## What is expected
Rewrite all of the entries below, substituting "finished" for "completed" and changing nothing else. Leave out the pictures.

>> start Records for this exercise

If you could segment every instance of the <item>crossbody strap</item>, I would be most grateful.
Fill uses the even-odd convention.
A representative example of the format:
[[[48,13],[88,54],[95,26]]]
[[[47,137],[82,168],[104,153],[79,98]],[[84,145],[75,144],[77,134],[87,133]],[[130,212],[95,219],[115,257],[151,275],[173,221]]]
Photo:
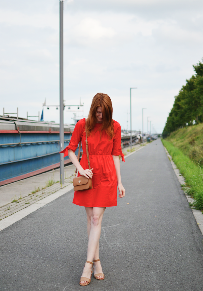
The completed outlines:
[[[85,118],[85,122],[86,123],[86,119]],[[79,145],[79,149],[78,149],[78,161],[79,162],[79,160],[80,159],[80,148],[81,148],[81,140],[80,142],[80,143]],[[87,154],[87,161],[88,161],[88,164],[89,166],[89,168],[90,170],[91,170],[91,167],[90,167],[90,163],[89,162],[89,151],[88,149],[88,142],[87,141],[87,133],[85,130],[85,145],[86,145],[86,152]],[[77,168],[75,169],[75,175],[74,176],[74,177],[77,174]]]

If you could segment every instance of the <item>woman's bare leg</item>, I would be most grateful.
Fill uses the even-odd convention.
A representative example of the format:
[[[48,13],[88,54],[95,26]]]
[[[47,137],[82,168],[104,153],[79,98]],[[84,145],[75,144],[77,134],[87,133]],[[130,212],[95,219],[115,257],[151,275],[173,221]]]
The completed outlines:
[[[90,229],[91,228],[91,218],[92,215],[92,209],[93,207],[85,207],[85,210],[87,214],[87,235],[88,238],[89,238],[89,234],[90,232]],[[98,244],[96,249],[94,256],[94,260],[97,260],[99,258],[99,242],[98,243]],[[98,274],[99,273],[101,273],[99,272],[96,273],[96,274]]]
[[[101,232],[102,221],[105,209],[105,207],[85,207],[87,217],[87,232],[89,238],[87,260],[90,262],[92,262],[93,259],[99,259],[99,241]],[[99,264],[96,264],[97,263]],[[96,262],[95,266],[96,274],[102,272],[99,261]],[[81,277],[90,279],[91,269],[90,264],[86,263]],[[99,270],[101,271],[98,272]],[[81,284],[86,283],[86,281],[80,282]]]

>> end Records for this exercise

## Answer to the task
If you could segment every instance of the <item>crossbody strap</item>, I would be most grateful.
Fill uses the even-odd convention.
A representative example of the format:
[[[48,13],[88,54],[95,26]]]
[[[47,137],[82,168],[104,153],[79,98]],[[84,145],[75,144],[77,134],[87,133]],[[130,212],[95,219],[115,257],[151,275],[173,221]]]
Photo:
The finished outlines:
[[[85,118],[85,122],[86,123],[86,119]],[[79,145],[79,149],[78,149],[78,161],[79,162],[79,160],[80,159],[80,148],[81,148],[81,140],[80,142],[80,143]],[[87,154],[87,161],[88,161],[88,164],[89,166],[89,168],[90,170],[91,170],[91,167],[90,167],[90,163],[89,162],[89,151],[88,149],[88,142],[87,141],[87,133],[85,130],[85,145],[86,145],[86,152]],[[77,168],[75,169],[75,175],[74,176],[74,177],[77,174]]]

If you could segment every instance of the <item>woman's bare leg</item>, I would be most grateful.
Fill uses the even-odd convention.
A representative example of the format:
[[[48,13],[88,54],[95,26]]]
[[[47,137],[82,168],[104,153],[79,98]],[[84,145],[75,144],[77,134],[87,133]],[[130,212],[95,219],[115,257],[151,275],[173,221]]]
The finished outlines:
[[[90,229],[91,228],[91,218],[92,215],[92,209],[93,207],[85,207],[85,210],[87,214],[87,235],[88,238],[89,238],[89,234],[90,232]],[[98,244],[96,249],[94,256],[94,260],[97,260],[99,258],[99,242],[98,243]],[[98,274],[99,273],[101,273],[99,272],[96,273],[96,274]]]
[[[101,232],[102,221],[105,209],[105,207],[85,207],[87,217],[87,232],[89,238],[87,260],[90,262],[92,262],[93,259],[99,259],[99,241]],[[99,264],[96,264],[97,263]],[[96,262],[95,266],[96,274],[102,272],[99,261]],[[81,277],[90,279],[91,269],[90,264],[86,263]],[[99,270],[101,271],[98,272]],[[81,284],[86,283],[86,281],[80,282]]]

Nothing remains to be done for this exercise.